Data extracted from a collection

----------

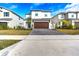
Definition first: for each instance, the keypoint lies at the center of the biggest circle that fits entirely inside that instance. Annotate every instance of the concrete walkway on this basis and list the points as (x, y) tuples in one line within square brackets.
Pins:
[(13, 37), (46, 48)]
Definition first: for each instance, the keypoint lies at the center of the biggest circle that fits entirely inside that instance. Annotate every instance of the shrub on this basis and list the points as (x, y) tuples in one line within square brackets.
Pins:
[(20, 28)]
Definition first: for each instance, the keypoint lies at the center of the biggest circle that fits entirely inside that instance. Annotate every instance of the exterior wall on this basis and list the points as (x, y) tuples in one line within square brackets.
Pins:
[(70, 16), (61, 16), (2, 13), (77, 15), (13, 20), (40, 15)]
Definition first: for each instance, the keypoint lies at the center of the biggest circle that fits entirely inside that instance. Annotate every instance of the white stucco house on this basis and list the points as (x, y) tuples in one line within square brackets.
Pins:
[(40, 19), (11, 19), (72, 16)]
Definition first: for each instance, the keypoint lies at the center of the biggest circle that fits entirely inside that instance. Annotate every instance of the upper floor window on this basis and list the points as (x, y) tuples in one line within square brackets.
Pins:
[(45, 15), (62, 16), (36, 14), (72, 15), (6, 14)]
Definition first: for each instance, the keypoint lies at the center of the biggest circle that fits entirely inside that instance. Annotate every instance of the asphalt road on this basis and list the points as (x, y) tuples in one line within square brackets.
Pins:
[(45, 32)]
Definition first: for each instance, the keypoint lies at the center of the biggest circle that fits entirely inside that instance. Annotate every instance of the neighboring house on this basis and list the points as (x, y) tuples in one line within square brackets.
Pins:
[(73, 17), (40, 19), (11, 19)]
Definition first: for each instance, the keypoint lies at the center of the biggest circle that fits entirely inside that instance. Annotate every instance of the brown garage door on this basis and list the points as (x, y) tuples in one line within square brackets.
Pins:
[(41, 25)]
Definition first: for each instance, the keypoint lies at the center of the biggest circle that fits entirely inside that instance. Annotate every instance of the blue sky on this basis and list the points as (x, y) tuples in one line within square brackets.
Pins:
[(24, 8)]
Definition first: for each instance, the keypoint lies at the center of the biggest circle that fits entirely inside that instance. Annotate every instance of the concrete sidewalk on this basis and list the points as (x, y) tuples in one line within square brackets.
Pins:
[(46, 48), (13, 37)]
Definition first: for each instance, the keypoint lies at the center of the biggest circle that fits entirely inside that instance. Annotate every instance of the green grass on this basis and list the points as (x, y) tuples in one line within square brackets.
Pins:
[(15, 32), (6, 43), (69, 31)]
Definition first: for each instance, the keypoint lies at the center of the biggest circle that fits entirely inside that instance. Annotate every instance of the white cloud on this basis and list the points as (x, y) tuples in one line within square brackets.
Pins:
[(68, 7), (13, 6), (72, 7)]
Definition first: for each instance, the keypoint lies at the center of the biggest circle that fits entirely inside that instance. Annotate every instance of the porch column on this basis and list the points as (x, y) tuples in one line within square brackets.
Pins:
[(61, 23), (73, 24)]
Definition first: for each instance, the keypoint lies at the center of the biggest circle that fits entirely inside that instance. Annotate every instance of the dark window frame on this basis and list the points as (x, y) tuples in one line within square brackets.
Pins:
[(45, 15), (36, 14), (6, 14)]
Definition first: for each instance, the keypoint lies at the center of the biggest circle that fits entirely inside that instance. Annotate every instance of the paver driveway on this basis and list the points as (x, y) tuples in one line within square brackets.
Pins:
[(45, 32)]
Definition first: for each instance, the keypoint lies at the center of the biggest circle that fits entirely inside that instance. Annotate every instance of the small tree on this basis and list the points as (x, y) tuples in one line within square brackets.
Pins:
[(29, 22)]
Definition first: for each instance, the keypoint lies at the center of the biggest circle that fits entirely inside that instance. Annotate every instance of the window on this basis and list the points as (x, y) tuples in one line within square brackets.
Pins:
[(6, 14), (36, 14), (72, 15), (45, 15)]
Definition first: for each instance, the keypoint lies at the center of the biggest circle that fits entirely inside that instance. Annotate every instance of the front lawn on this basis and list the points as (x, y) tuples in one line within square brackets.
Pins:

----------

Copy the lines of the listing verbatim, starting with the line that contains "of the exterior" and ending with the line that contains "[(73, 17), (40, 19), (11, 19)]", including both of those lines.

Definition first: for each instance, the keypoint lies at the center of the biggest circle that fits entirely inside that instance. Annotate every instance of the exterior wall on this basis and list the points as (x, y) tuples in one line within square brackets.
Pins:
[(70, 16), (61, 16), (2, 13), (77, 15), (13, 20), (40, 15)]
Definition first: for each instance, the keypoint lies at the center of the biggest circle that fits entirely inside that instance. Annotate every instance of the white stucco house on this basis and list the points as (x, y) tuples in one line within square brackets.
Pins:
[(40, 19), (11, 19), (72, 16)]
Definition first: for each instance, the keypoint lies at the center of the biggest circle that fits entirely inside that instance. Annotate every instance of the upper floor window on this basis and list the points as (x, y) tuples in one line within square brackets.
Pins:
[(45, 15), (62, 16), (36, 14), (72, 15), (6, 14)]
Definition first: for each instance, the keypoint lies at the center of the biggest circle that fits entirely inside that instance. Annotate every instance of the asphalt road on this basis and list the points as (x, y) tuples in one line within square brackets.
Pins:
[(45, 32)]
Definition first: for each instance, the keypoint lies at the center of the biggest circle that fits entirely inside that instance. Annotate every instance of the neighboring house on this basis and list the points as (x, y) tuples in one line within square brackets.
Pins:
[(73, 17), (40, 19), (11, 19)]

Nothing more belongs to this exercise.